Saturday, March 30, 2013

Multimedia Readymades

This blog post is a continuation of and a response to Cynthia Liem's call to collect "hidden gems" of internet multimedia made during her TedX Delft talk "Every bit of it" (cf. Cynthia says that original bits of multimedia that we share on the Internet have the feel of "randomness" or of "low quality", but that what they are are "entry points" to things of value, if we can discover them and polish them. In this blog post I relate discovered bits of multimedia to the surrealist concept of "Readymades".

An art exhibition that I visited some 25 years ago in Frankfurt was probably what set me first to thinking about hidden gems and the process by which value is assigned to what would conventionally be considered mundane.

My most recent hidden gem is a video that captures the comments of people on something that has been created not by an act of coming-into-being, but by an act of putting-into-context.

From one perspective, the video is about Fountain, which is one of the Readymades of Marcel Duchamp. Wikipedia gives us the definition of the Readymade from André Breton and Paul Éluard's Dictionnaire abrégé du Surréalisme: "an ordinary object elevated to the dignity of a work of art by the mere choice of an artist." 

The Fountain is a urinal that has been taken out of context in two ways: first, it lies flat rather than hanging on a wall in the position it would need to be in order to be used, and, second, it was submitted by Marcel Duchamp in 1917 as a work of art to an art exhibition.

______________________________

GOALS
1. Please rewrite the blog post on multimedia Readymades from "This blog post is" to "be considered mundane.", replacing "hidden gems" with "buried treasures".
2. Continue the blog post on multimedia Readymades from the point where it stops.

______________________________

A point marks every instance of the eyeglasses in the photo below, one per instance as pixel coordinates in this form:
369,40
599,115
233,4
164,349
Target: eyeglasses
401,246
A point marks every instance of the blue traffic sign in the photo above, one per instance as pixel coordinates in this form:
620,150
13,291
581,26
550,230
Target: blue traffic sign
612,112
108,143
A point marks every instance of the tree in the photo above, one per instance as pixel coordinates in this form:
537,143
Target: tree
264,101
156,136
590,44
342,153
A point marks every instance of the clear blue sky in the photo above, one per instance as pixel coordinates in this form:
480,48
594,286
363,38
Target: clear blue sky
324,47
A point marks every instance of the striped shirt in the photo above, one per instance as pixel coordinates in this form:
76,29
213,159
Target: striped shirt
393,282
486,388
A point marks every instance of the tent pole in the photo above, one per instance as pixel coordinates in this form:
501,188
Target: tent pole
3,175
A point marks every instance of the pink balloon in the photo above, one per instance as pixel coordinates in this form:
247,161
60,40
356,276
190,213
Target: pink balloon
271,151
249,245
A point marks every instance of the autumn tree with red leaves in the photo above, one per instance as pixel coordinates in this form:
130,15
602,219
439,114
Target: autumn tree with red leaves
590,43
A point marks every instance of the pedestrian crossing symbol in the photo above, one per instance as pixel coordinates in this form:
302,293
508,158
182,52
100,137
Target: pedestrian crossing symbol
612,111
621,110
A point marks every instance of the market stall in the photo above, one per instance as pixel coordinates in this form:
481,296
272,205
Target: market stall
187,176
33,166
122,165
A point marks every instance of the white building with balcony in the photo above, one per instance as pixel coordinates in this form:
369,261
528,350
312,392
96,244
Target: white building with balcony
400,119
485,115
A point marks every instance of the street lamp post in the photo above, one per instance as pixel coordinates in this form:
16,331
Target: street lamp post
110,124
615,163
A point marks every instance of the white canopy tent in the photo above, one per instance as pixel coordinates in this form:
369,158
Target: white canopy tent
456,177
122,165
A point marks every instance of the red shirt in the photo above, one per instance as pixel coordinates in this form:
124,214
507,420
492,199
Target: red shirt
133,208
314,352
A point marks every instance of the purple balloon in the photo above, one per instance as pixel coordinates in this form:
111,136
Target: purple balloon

______________________________

ANSWERS IN ORDER
1.
This blog post is a continuation of and a response to Cynthia Liem's call to collect "buried treasures" of internet multimedia made during her TedX Delft talk "Every bit of it" (cf. Cynthia says that original bits of multimedia that we share on the Internet have the feel of "randomness" or of "low quality", but that what they are are "entry points" to things of value, if we can discover them and polish them. In this blog post I relate discovered bits of multimedia to the surrealist concept of "Readymades".

An art exhibition that I visited some 25 years ago in Frankfurt was probably what set me first to thinking about buried treasures and the process by which value is assigned to what would conventionally be considered mundane.

2.
One could quip, "Beauty lies in the eye of the beholder." and let it go at that. However, scratch a little deeper, look beyond the shock-value of the object being a urinal, and a different message becomes clear: The artifact itself has little importance, and merely provides a trigger for the process of Fountain becoming something interesting and worthwhile.

Marcel Duchamp 'FOUNTAIN' - IS IT ART? from arlen figgis on Vimeo.

From another perspective, the video is about what happens when you take a widely-recognized work of art and display it to people out of context. In the video, the urinal is put into a public toilet in Liverpool and people, who recognize the urinal as Fountain, are asked to comment on it.
Of all the people in the video, only two comment on the fact that they are actually standing in a toilet looking at a toilet. The relative inattention to this point suggests that the fact that Fountain is finally in its "home" surroundings does not have much impact on people's opinions of it. No one in the video is looking at the urinal and having anything that at all related to a "The-Emperor-has-no-clothes" moment. Instead, they seem to have the same thoughts and feeling as they did when they walked into the toilet: they are interested, and they acknowledge it as something worthwhile.

I consider this video to be rather unfinished (yet a "diamond in the rough") because it has the power to make a point that it does not explicitly make. The un-made point is this: it is non-trivial to undo the Fountain effect, i.e., the urinal stubbornly resists returning to un-interestingness. Once a gem has emerged from a mundane object, the gem-status is difficult to shake.

These two perspectives on what this video is about represent two poles of a spectrum of interactions that we (as users, uploaders and viewers) have with bits of online multimedia that people capture and upload to the internet.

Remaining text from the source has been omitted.